◆ **TASK DETAILS**
Please find every line below that contains the word "distant" and copy each one out. Case matters.

[BEGIN INPUT FOR THIS TASK]

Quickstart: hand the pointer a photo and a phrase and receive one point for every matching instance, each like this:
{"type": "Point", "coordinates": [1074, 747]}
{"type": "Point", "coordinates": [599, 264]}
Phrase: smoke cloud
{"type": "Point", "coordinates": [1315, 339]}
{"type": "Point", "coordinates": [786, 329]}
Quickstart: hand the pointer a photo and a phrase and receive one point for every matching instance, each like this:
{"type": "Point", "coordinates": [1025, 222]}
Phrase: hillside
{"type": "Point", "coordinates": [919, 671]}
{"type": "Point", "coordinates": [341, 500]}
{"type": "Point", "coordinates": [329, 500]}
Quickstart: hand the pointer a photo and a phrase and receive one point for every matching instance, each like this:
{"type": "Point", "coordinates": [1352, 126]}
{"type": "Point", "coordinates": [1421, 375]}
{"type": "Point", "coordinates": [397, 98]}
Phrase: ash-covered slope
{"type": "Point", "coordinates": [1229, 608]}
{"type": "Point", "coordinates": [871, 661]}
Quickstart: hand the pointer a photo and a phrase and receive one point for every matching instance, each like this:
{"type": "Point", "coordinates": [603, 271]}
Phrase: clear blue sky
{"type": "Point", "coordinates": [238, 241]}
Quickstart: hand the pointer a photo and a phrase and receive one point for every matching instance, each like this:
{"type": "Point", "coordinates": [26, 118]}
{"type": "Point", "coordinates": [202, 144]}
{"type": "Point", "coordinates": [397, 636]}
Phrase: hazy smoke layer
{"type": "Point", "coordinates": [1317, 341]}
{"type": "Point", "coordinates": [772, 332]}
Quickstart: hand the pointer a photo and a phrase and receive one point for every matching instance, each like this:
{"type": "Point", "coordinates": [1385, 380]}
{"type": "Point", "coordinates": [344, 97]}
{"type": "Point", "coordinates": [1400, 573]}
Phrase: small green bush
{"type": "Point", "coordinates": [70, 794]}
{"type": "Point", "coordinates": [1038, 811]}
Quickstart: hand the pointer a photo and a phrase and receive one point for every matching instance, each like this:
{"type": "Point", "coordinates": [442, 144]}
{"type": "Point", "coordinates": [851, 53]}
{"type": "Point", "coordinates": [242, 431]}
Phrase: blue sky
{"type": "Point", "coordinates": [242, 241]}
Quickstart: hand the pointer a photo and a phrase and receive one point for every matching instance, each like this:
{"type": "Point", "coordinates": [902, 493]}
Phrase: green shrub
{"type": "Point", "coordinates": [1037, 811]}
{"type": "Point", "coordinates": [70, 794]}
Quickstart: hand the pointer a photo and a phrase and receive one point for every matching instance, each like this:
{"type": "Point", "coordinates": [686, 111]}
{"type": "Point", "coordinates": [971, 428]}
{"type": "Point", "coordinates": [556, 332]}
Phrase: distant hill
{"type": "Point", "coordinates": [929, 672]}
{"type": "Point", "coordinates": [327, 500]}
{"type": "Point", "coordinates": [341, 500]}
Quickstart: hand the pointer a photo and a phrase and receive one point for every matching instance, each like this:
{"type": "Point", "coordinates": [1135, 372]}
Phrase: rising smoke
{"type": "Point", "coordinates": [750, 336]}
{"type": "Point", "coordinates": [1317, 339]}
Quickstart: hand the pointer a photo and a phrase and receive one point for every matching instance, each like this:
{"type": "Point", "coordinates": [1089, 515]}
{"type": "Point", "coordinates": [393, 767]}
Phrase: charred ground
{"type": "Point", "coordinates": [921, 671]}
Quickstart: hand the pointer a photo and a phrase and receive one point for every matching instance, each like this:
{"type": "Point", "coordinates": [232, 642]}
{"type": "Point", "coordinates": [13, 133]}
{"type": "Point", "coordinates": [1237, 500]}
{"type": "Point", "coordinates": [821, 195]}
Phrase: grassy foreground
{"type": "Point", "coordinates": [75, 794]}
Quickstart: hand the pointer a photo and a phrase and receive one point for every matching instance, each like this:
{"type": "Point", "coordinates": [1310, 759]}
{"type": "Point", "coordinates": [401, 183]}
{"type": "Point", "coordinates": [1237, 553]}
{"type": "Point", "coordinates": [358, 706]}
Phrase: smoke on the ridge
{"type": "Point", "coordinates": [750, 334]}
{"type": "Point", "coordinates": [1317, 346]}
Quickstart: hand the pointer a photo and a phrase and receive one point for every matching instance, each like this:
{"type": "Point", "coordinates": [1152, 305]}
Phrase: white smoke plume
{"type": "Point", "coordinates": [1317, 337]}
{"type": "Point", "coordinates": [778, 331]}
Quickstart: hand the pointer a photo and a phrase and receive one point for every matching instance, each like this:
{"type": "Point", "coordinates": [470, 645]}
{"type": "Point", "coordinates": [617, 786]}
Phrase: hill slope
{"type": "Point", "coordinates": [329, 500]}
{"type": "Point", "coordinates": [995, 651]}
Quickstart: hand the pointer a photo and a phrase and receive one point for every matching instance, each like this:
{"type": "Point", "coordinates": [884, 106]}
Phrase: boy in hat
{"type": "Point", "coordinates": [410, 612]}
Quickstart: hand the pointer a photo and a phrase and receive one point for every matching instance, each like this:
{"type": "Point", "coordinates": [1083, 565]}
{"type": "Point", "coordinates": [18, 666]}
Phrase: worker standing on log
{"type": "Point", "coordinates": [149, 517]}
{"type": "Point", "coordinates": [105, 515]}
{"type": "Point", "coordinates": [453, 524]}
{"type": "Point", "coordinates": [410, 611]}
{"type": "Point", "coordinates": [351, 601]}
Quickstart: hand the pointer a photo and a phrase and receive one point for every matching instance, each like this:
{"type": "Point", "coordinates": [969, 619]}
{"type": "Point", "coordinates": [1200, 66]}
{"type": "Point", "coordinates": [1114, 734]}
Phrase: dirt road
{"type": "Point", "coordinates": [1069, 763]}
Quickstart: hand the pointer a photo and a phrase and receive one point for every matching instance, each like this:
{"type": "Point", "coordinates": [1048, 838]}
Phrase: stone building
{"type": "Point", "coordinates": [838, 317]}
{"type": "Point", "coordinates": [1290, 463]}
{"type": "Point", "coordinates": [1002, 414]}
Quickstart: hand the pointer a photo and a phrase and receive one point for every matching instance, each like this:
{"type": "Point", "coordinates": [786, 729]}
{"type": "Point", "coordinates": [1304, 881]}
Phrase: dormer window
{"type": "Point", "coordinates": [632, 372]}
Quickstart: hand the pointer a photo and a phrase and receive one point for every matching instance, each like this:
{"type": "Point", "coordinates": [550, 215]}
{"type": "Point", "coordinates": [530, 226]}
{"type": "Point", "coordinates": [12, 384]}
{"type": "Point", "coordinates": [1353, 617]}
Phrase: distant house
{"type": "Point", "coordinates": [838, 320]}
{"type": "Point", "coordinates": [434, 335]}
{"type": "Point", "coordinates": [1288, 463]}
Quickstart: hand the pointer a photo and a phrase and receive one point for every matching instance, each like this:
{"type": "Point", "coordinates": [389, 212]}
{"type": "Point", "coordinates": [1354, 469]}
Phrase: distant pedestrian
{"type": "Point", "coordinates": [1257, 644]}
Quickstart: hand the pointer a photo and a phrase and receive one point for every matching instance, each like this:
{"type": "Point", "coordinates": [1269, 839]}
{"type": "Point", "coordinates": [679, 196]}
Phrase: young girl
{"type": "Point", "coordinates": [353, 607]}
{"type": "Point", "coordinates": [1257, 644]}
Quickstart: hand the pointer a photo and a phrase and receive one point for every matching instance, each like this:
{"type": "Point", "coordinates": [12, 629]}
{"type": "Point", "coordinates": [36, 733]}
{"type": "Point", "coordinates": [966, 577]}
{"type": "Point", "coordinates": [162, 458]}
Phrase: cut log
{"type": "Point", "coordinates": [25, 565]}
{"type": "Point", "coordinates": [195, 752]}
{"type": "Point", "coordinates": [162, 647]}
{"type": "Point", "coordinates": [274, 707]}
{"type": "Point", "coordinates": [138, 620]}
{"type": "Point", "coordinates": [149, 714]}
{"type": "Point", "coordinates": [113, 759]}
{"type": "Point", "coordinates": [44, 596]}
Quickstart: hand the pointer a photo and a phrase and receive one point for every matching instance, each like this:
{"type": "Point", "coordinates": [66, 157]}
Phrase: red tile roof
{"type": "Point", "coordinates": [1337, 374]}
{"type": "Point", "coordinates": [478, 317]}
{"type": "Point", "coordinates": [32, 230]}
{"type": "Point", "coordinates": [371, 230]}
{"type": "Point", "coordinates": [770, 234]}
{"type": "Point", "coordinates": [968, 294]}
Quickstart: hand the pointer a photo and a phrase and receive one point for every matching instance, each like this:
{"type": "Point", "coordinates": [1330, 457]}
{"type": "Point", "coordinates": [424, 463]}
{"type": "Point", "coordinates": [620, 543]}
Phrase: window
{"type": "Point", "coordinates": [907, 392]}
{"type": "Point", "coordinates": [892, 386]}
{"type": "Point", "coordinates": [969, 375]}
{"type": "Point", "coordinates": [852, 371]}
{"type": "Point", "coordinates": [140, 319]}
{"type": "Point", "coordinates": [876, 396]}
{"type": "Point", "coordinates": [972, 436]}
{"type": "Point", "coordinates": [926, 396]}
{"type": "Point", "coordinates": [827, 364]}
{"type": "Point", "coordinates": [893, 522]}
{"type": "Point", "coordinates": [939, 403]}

[END INPUT FOR THIS TASK]

◆ **FULL RESPONSE**
Phrase: distant hill
Phrase: distant house
Phrase: distant pedestrian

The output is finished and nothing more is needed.